Required work:
1 > Answer these about the forum thread on fault-tolerant real-time technology, one answer a line, marked like the questions:
(a) What kind of adapter does nbates call the best choice for scrubbing and monitoring multiple real-time market data sources?
(b) What two features should the PCI-SBC support, according to nbates?
(c) What reason does Bsulli give for not typing out more questions?
2 > Pick up the forum thread on fault-tolerant real-time technology from its last line and keep it going.

Application of my fault-tolerant real-time technology

nbates · Jul 2, 2005

IMO - Low level scrubbing and monitoring multiple real-time market data sources (with feed quality monitoring, steering and selection) is best done using an "intelligent peripheral" adapter (e.g. an embedded board with a bit of custom software/firmware that has multiple NIC interfaces).

Not a big deal, just the matter of deciding what you want and putting it together.

An embedded Kernel like vxWorks and the Green Hills or VX software development tools are a good combination, hosted on a good PCI-SBC with low-latency interrupts and support for block-mode DMA transfers.

Here's an example:

http://www.cyclone.com/products/index.php#pci
http://www.cyclone.com/products/tornado.php
http://www.cyclone.com/products/windows.php

Bsulli · Jul 2, 2005

For a moment I want to look at this from a business model point of view. I'm going to peck out a portion of what one needs to ask themselves. I could spend the weekend typing out additional questions in my head but hey, it's a holiday weekend. lol

Firstly I admire your determination to provide solutions to problems, my hats off to you! ET can use more folks with your attitude.

Items:
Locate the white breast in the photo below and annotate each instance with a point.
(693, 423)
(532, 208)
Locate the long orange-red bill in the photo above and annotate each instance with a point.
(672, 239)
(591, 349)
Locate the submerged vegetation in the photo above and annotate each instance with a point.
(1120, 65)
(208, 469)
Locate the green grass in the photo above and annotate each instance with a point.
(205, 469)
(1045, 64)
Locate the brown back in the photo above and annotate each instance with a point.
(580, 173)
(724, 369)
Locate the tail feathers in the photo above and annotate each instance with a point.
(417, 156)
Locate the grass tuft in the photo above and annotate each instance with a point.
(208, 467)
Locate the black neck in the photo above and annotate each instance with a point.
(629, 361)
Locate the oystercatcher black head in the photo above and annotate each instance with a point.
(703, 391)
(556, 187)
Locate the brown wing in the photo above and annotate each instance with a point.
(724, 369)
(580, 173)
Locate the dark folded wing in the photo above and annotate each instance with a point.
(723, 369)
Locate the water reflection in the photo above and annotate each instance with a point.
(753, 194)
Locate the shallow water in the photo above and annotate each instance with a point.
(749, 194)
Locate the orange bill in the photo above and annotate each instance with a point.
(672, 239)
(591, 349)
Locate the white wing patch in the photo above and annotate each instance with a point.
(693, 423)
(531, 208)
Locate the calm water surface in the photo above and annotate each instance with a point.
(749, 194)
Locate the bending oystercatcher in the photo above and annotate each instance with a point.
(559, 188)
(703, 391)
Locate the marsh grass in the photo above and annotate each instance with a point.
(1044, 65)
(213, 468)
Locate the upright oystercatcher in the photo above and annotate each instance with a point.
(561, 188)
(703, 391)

Responses per task:
1 >
(a) An "intelligent peripheral" adapter, such as an embedded board with some custom software/firmware and multiple NIC interfaces.
(b) Low-latency interrupts and block-mode DMA transfers.
(c) It's a holiday weekend.

2 >
I'm going to try and consolidate several questions you posed and were posed or suggest back in this thread.

The first few things to identify are these solutions for 1)retail 2) brokers 3)institutions 4) some combo of the first three 5)or all of the first 3. Each one can and does have it's own unique set of challenges.

Next set of items to identify

Data: Exchanges versus Resellers(i.e. Esignal, Qcharts, etc.) Next are you as the customer the end point, mid point or starting point in the chain

Brokers: Retail, Clearing Firm, Self Clearing Firm, others

1. Routing among multiple brokers from an end point.
Problem is the instrument being traded is held in "Street Name" by the broker so if I have an IB account and purchased an emini contract and IB goes down I can't route it to another broker to sell. The order from my platform would be telling the second broker I want to sell a position to close. The second broker wouldn't recongize the order to close a long and would ask me do I want to sell to open a position(go short) because the back office risk management system wouldn't have a record of the original long position, only the first broker risk management system would have a record of the long position.

2. Tick data scrubbing( for lack of a better more emcompassing descript)

As far as the quality of the data it's only as good as the exchange produces in house(true exchange data is only single source). As for comparsion among data resellers in the area of the quality of the tick data you can compare them as a service and have a product to offer for sale(thinking report/newsletter form). However measuring the resellers latency is a whole another can of worms because of where you locate your server farm in geographic comparsion to where the resellers farms are located. Then in addition to measuring the resellers latency your forced into measuring the carriers added latency.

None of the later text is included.